Your goal:
Pick out each line below that has the word "black" in it and copy those lines. Upper and lower case must match.

>> Begin Excerpted records

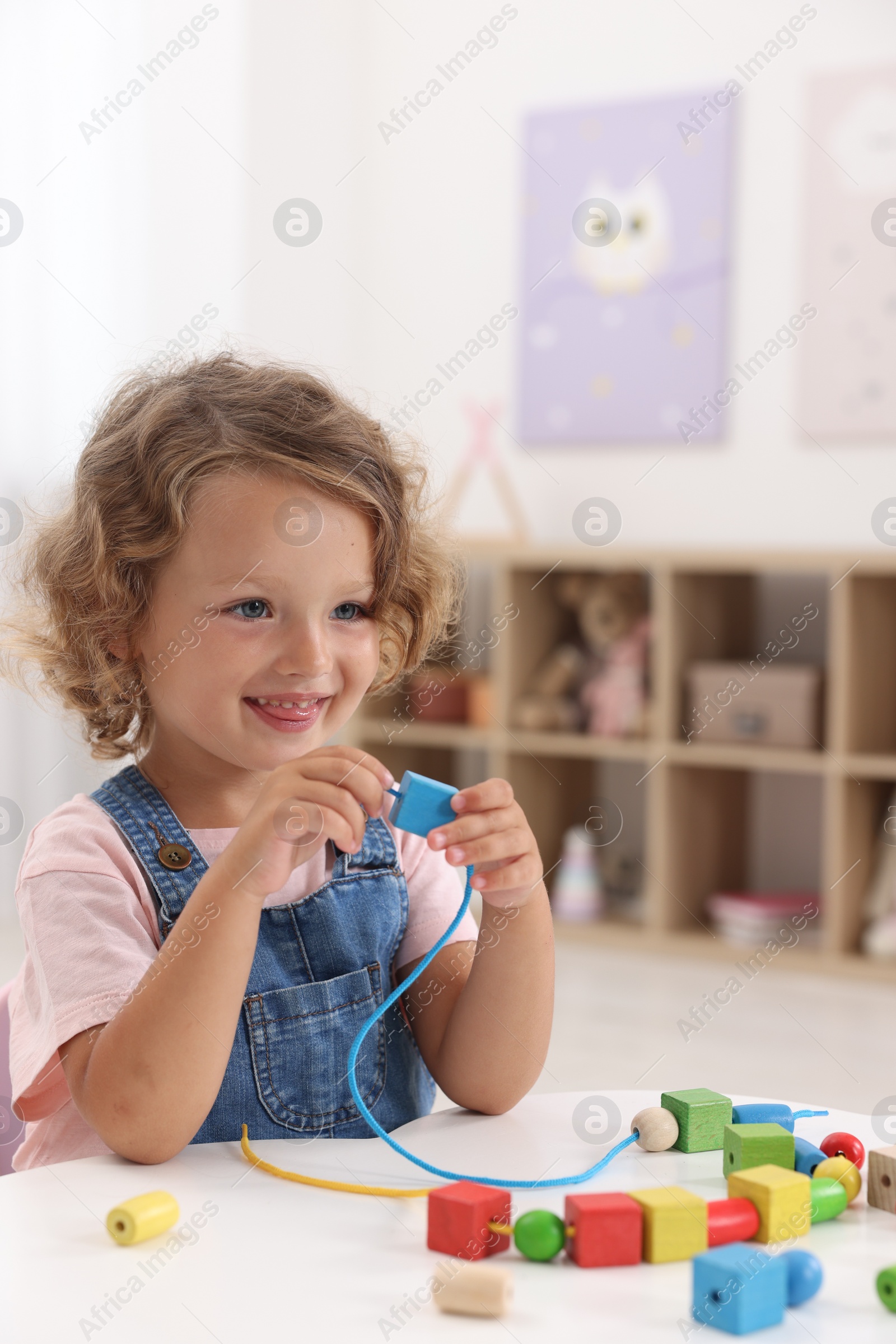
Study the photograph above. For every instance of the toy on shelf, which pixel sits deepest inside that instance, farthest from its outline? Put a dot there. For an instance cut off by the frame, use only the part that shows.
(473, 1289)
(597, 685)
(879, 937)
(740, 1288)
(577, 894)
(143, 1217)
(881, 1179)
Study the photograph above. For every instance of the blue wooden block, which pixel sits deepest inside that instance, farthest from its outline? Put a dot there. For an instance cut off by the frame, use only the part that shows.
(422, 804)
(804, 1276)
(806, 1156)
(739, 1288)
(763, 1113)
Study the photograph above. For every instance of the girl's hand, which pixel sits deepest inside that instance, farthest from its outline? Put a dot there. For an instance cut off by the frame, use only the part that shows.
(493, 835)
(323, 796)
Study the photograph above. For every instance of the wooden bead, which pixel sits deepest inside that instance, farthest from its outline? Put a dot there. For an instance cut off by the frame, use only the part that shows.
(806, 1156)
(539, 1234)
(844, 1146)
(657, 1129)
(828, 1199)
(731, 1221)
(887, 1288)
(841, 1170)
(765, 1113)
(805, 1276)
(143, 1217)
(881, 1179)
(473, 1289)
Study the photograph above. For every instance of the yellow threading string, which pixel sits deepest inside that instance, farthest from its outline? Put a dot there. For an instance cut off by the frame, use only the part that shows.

>> End Excerpted records
>> Begin Excerpted records

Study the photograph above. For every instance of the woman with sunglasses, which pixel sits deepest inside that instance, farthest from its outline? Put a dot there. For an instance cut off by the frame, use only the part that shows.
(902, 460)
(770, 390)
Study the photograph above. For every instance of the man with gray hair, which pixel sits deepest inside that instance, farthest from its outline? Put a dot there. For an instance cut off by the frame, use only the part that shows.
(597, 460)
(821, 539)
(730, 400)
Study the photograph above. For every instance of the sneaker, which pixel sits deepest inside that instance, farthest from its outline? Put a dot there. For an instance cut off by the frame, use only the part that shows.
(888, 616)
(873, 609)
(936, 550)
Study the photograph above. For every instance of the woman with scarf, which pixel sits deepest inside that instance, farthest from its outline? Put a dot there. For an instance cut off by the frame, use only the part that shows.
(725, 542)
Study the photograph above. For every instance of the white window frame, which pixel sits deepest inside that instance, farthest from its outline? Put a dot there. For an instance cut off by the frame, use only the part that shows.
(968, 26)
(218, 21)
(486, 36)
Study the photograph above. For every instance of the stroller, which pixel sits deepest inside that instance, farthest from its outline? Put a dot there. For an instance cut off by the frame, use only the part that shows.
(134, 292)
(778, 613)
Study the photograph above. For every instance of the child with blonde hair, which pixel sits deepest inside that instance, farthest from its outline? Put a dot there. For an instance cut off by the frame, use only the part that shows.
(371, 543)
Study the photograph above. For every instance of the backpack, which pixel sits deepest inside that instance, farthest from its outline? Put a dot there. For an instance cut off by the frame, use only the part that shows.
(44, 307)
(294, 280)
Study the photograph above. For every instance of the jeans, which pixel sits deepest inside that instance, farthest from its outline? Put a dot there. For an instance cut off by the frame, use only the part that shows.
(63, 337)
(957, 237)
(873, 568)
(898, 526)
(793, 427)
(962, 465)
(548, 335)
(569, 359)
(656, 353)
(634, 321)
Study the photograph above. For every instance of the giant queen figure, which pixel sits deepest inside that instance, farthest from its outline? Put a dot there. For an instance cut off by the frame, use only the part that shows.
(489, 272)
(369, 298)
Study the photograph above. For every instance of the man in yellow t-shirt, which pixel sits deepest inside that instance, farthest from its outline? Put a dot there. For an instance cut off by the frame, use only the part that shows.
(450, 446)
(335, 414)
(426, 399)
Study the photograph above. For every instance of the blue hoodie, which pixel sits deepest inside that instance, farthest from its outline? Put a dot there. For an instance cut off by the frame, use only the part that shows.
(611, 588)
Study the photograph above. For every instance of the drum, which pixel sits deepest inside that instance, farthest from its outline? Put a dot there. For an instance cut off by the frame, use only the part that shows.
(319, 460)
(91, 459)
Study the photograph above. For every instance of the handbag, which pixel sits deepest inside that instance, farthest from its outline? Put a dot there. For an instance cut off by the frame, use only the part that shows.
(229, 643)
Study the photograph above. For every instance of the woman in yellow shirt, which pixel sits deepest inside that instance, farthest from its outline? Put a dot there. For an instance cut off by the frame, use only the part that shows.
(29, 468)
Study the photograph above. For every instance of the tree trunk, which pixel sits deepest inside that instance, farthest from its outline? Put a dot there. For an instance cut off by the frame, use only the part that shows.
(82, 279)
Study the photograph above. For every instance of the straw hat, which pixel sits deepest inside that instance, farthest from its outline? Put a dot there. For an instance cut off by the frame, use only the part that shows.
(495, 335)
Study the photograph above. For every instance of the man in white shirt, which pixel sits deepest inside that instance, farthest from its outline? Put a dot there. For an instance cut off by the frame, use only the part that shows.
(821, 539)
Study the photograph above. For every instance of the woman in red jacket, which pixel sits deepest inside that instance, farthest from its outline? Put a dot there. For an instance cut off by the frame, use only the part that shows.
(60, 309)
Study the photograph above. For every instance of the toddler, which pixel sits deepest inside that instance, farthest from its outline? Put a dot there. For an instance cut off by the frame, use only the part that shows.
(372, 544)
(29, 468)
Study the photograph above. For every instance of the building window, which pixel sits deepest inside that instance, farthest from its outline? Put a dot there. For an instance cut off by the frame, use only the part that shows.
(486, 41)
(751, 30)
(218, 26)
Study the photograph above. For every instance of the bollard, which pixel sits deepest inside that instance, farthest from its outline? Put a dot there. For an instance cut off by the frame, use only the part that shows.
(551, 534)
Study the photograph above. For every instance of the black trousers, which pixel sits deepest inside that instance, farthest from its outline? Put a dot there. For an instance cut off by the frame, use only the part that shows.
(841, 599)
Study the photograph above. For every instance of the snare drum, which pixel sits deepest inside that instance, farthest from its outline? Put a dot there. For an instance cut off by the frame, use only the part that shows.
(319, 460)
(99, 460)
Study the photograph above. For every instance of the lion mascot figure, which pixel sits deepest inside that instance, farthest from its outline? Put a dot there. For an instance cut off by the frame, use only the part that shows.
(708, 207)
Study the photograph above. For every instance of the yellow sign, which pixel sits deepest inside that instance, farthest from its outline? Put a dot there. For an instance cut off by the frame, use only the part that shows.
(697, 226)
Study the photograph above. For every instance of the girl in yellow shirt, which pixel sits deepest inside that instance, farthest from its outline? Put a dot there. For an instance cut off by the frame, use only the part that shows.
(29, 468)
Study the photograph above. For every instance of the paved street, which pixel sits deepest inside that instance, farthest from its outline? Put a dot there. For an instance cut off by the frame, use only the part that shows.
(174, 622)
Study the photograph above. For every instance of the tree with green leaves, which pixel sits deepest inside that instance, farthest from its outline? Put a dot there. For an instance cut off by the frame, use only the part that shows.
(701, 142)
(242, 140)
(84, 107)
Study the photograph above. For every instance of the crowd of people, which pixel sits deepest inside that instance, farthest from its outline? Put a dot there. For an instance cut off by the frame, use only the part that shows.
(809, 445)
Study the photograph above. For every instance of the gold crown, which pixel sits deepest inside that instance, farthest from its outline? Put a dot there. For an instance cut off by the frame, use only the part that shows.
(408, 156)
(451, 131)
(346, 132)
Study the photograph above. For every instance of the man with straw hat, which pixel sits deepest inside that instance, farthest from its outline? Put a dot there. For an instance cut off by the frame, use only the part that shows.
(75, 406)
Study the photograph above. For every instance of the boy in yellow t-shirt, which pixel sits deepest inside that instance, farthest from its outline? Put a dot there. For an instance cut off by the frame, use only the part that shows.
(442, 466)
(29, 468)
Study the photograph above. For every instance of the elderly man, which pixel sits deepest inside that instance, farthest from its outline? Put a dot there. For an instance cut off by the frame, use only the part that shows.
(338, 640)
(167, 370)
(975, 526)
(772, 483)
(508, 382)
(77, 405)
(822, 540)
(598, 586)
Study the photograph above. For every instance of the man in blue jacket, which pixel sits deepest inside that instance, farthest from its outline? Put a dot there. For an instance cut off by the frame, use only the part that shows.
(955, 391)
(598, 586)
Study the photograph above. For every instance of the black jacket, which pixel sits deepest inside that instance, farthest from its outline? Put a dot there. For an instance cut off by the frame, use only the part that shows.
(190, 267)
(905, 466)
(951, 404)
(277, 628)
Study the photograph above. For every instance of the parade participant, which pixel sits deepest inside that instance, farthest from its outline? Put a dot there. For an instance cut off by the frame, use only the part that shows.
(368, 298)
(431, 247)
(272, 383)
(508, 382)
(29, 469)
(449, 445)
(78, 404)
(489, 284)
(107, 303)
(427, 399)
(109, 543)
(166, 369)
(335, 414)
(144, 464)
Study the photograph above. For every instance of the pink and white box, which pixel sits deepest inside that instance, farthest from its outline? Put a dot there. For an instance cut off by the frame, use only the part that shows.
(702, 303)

>> End Excerpted records

Correct output:
Study the photograph above. For every instance of the black trousers, which pixel sits deepest inside that instance, farthest from its outline? Put a dot there. For an instance cut off by the frame, use only the part that shows.
Study the photograph above. For every instance of the black jacket, which pixel sits deepest inside that instance, farthest from its outline? Put a dot there. For an instance cut off by the frame, use only the part that shows.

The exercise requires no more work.